- _INFORMATION GIVEN_:
[Start of section]
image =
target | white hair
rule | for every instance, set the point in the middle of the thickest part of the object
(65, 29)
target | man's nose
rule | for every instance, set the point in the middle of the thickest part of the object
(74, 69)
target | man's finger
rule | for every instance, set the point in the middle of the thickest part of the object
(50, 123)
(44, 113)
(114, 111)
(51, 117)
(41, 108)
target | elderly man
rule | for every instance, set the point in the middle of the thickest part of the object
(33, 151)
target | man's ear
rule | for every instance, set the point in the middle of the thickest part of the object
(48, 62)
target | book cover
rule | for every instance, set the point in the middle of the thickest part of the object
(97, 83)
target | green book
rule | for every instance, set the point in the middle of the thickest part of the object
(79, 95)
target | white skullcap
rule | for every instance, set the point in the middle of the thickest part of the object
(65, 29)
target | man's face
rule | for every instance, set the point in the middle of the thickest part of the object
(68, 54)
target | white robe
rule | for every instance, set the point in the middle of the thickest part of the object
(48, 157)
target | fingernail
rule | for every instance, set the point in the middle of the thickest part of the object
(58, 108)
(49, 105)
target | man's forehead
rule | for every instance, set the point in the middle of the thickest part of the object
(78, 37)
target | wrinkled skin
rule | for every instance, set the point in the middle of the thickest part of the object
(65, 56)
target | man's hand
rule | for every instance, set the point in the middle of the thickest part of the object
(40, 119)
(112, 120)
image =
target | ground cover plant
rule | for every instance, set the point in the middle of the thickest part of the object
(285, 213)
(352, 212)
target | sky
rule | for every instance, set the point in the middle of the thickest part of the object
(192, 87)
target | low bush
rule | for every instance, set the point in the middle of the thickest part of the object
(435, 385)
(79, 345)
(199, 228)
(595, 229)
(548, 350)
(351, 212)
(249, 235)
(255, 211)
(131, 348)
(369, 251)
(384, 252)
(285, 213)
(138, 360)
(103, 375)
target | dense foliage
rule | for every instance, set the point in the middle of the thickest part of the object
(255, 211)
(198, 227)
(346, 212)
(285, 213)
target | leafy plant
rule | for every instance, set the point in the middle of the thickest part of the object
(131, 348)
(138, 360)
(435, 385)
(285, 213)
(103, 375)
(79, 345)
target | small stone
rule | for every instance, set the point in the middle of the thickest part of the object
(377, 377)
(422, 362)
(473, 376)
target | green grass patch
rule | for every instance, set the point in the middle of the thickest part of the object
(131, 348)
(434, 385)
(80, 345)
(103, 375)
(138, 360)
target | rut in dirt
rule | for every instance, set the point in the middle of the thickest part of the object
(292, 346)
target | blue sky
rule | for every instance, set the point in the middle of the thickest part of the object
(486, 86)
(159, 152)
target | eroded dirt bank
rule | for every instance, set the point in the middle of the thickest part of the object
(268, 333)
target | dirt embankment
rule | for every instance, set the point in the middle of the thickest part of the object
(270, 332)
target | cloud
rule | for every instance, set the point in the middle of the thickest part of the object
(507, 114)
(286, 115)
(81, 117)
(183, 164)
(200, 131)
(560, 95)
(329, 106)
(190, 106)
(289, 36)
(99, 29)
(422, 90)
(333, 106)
[End of section]
- _TASK TO COMPLETE_: Quote every record above exactly.

- _SOLUTION TO THIS EXERCISE_:
image =
target | white hair
rule | for every instance, set the point in the middle of the thickest part of the object
(65, 29)
target | man's nose
rule | for every instance, set the point in the middle of the thickest part of the object
(74, 69)
target | man's finger
rule | for every instance, set the point in the middle of the thickest part of the object
(50, 123)
(44, 113)
(114, 111)
(51, 117)
(41, 108)
target | elderly man
rule | for every instance, set the point in the middle of the thickest part of the object
(33, 151)
target | man's ear
rule | for every instance, set the point in the middle of the thickest part of the object
(48, 62)
target | book cover
rule | for every instance, set the point in the middle of the thickest part of the object
(97, 83)
target | green book
rule | for every instance, set the point in the middle of the thickest part of the object
(79, 95)
target | white skullcap
rule | for every instance, set the point in the middle of the thickest part of the object
(65, 29)
target | man's face
rule | for every instance, set the point in the middle of the thickest part of the object
(68, 54)
target | white robe
rule | for every instance, set the point in the middle of the thickest part of the object
(48, 157)
target | fingernail
rule | for every instance, set the point in the middle of the thickest part of the object
(58, 108)
(49, 105)
target | man's forehead
rule | for every instance, set the point in the middle of the thickest part of the object
(78, 37)
target | wrinkled skin
rule | for every instance, set the point in the middle of the thickest part of the object
(65, 56)
target | man's hand
rule | for every instance, set the point in the middle of the thickest part of the object
(40, 119)
(112, 120)
image =
target | ground cover plant
rule | for every instance, set the point in the middle of the thickest part of the object
(285, 213)
(352, 212)
target | sky
rule | for every instance, set the point in the middle of the thickest part of the object
(192, 87)
target | low bush
rule | for every instance, set the point in the middle of the thickest part of the object
(435, 385)
(79, 345)
(199, 228)
(595, 229)
(548, 350)
(351, 212)
(249, 235)
(255, 211)
(131, 348)
(369, 251)
(384, 252)
(285, 213)
(138, 360)
(103, 375)
target | dense foliage
rule | for every instance, set the point in the middle of the thickest part of the object
(255, 211)
(198, 227)
(346, 212)
(285, 213)
target | leafy plant
rule | for every instance, set the point in the middle of the thickest part of the object
(131, 348)
(138, 360)
(435, 385)
(285, 213)
(103, 375)
(79, 345)
target | small stone
rule | for every instance, set the point in the middle of the thickest part of the object
(377, 377)
(422, 362)
(473, 376)
target | green grass patch
rule | for every instance, set the point in the middle of the thickest part of the object
(131, 348)
(434, 385)
(80, 345)
(103, 375)
(138, 360)
target | rut in dirt
rule | for every instance, set the point in the middle of the thickest part of the object
(292, 346)
target | blue sky
rule | for every instance, set the point in the middle of the thickest part of the object
(486, 86)
(159, 152)
target | eroded dirt bank
rule | for every instance, set the point in the middle of the thickest part of the object
(268, 333)
target | dirt embankment
rule | for every instance, set the point in the middle of the thickest part of the object
(270, 332)
target | cloud
rule | for every instance, set the point in the middle of the thickest part of the object
(507, 114)
(286, 115)
(81, 117)
(183, 164)
(200, 131)
(560, 95)
(329, 106)
(190, 106)
(289, 36)
(99, 29)
(422, 90)
(333, 106)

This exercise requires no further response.